• [EXERCISE BRIEF]
What is needed is a word-for-word copy of the records below.

----- RECORD SET -----

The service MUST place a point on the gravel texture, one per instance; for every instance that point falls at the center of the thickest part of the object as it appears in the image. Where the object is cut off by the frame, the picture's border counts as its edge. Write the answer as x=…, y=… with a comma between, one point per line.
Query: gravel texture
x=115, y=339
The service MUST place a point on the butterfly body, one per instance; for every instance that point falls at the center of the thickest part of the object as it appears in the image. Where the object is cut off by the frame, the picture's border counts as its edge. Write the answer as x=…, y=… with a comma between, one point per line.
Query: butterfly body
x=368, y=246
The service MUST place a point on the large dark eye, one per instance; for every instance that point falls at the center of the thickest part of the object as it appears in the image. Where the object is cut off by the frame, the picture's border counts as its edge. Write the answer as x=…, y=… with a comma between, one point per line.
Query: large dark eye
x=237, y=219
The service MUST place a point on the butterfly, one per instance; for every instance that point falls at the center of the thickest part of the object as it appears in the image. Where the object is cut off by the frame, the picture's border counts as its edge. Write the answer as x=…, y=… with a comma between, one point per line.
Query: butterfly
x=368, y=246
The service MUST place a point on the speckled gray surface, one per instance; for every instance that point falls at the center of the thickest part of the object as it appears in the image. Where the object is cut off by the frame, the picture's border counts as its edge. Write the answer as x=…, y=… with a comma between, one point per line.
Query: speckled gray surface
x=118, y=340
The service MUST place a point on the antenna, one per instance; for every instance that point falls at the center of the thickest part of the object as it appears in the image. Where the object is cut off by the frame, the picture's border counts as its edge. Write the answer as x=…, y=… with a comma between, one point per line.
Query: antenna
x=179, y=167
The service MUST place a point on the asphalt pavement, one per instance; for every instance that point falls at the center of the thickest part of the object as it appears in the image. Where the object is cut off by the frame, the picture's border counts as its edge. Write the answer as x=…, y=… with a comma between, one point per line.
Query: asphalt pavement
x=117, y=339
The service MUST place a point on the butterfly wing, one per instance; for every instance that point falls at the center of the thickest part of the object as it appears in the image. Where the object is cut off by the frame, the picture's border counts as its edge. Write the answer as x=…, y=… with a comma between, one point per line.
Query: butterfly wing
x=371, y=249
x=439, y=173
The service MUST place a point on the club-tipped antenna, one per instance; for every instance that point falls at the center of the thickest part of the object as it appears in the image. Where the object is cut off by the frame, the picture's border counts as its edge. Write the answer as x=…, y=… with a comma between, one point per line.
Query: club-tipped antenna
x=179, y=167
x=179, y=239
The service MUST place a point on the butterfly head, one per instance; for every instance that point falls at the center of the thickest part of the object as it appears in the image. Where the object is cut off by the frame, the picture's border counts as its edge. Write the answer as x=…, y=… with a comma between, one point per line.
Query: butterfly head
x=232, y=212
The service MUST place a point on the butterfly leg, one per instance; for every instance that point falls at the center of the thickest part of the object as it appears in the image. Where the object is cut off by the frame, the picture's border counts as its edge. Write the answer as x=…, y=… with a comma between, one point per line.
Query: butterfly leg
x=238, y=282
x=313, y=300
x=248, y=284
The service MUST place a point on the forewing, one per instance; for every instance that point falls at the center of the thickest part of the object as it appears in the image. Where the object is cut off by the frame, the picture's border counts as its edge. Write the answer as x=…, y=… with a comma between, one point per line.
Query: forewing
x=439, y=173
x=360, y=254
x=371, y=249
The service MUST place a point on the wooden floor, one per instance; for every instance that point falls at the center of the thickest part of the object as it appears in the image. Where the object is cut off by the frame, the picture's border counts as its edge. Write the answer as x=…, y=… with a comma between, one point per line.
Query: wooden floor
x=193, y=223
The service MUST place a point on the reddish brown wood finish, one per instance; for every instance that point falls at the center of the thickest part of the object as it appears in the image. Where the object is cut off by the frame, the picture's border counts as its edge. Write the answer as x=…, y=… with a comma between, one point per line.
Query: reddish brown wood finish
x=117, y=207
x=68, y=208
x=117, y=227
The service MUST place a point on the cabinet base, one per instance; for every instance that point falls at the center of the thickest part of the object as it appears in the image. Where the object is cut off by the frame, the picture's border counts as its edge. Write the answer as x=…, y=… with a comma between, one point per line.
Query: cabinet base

-----

• [TASK RESPONSE]
The service MUST place a point on the gravel texture, one per instance; for every instance that point falls at the center of the thickest part of the object as it appears in the image. Where the object is cut off by the frame, the picture's border counts as its edge. Write the answer as x=…, y=… with a comma between, one point per line.
Query: gravel texture
x=115, y=339
The service MUST place a point on the butterfly body, one per instance; for every instance that point falls at the center of the thickest part of the object as it appears in the image. Where the object is cut off by the frame, the picture's border counts as its edge. Write the answer as x=…, y=… with a comma between, one point per line.
Query: butterfly body
x=368, y=246
The service MUST place a point on the large dark eye, one per instance; for every instance that point falls at the center of the thickest part of the object as it appears in the image. Where the object is cut off by the frame, the picture's border counts as its edge. Write the answer as x=…, y=… with a comma between, one point per line.
Query: large dark eye
x=237, y=219
The service MUST place a point on the butterfly, one per instance; for every instance that point falls at the center of the thickest part of the object as it appears in the image. Where the object is cut off by the frame, the picture's border counts as its edge. Write the answer as x=…, y=… with a comma between, one point per line.
Query: butterfly
x=368, y=246
The service MUST place a point on the speckled gray surface, one per instance; for every instance that point falls at the center of the thickest part of the object as it appears in the image. Where the object is cut off by the frame, the picture's border counts as its edge. Write the answer as x=…, y=… with a comma between, one point per line.
Query: speckled gray surface
x=118, y=340
The service MUST place a point on the antenna, one per instance; for every instance that point falls at the center of the thickest part of the object as it appears in the image. Where the object is cut off by the frame, the picture's border counts as its edge. Write the answer as x=…, y=… with a comma between, one point per line.
Query: antenna
x=179, y=167
The service MUST place a point on the asphalt pavement, one per instance; for every instance that point falls at the center of the thickest part of the object as it appears in the image. Where the object is cut off by the frame, the picture's border counts as its edge. Write the answer as x=…, y=… with a comma between, one point per line.
Query: asphalt pavement
x=117, y=339
The service MUST place a point on the butterfly wing, one per instance; for every instance that point falls at the center of the thickest part of the object as it appears in the image. Where the object is cut off by the frame, the picture's border counts as its edge. Write the answer as x=…, y=… with a comma between, one point per line.
Query: butterfly wing
x=371, y=249
x=439, y=173
The service MUST place a point on the club-tipped antenna, one per instance; for every instance that point falls at the center of the thickest part of the object as it appears in the image. Where the object is cut off by the frame, the picture's border counts as its edge. Write the answer as x=…, y=… with a comma between, one point per line.
Query: club-tipped antenna
x=179, y=167
x=179, y=239
The service MUST place a point on the butterfly head, one per instance; for every instance that point falls at the center of the thickest part of the object as it appears in the image. Where the object is cut off by the frame, the picture's border counts as its edge. Write the answer as x=…, y=… with a comma between, one point per line.
Query: butterfly head
x=232, y=212
The service MUST place a point on the butterfly leg, one per instance; for every instance that point falls at the center of the thickest part of the object as it appears in the image. Where the object is cut off by the frame, the picture's border counts as its edge. Write the answer as x=…, y=… with a comma between, one point per line.
Query: butterfly leg
x=238, y=282
x=313, y=300
x=248, y=284
The service MUST place a point on the forewing, one per instance; for every instance that point falls at the center of the thickest part of the object as it appears in the image. Where the object is cut off by the frame, the picture's border counts as its edge. Write the answer as x=…, y=… with a comma between, one point per line.
Query: forewing
x=439, y=173
x=360, y=254
x=371, y=249
The service MUST place a point on the wooden floor, one per instance; for every instance that point falls at the center of the thickest part of the object as it appears in the image. Where the object is cut off by the frame, the picture's border counts as its edge. Write the answer as x=…, y=… with a comma between, one point per line.
Query: wooden floor
x=193, y=223
The service MUST place a point on the reddish brown wood finish, one per instance; for every instance that point falls at the center of the thickest part of the object as it appears in the image. Where the object is cut off by the frame, the picture's border counts as its edge. Write the answer as x=…, y=… with a comma between, one point per line.
Query: reddish brown wood finish
x=117, y=207
x=68, y=208
x=117, y=227
The service MUST place a point on the cabinet base, one per instance; for every instance that point falls at the center of the thickest part of the object as it appears in the image. Where the object is cut off by the frame, the picture's border counts as its edge. Write the answer as x=…, y=… with a comma between, one point per line.
Query: cabinet base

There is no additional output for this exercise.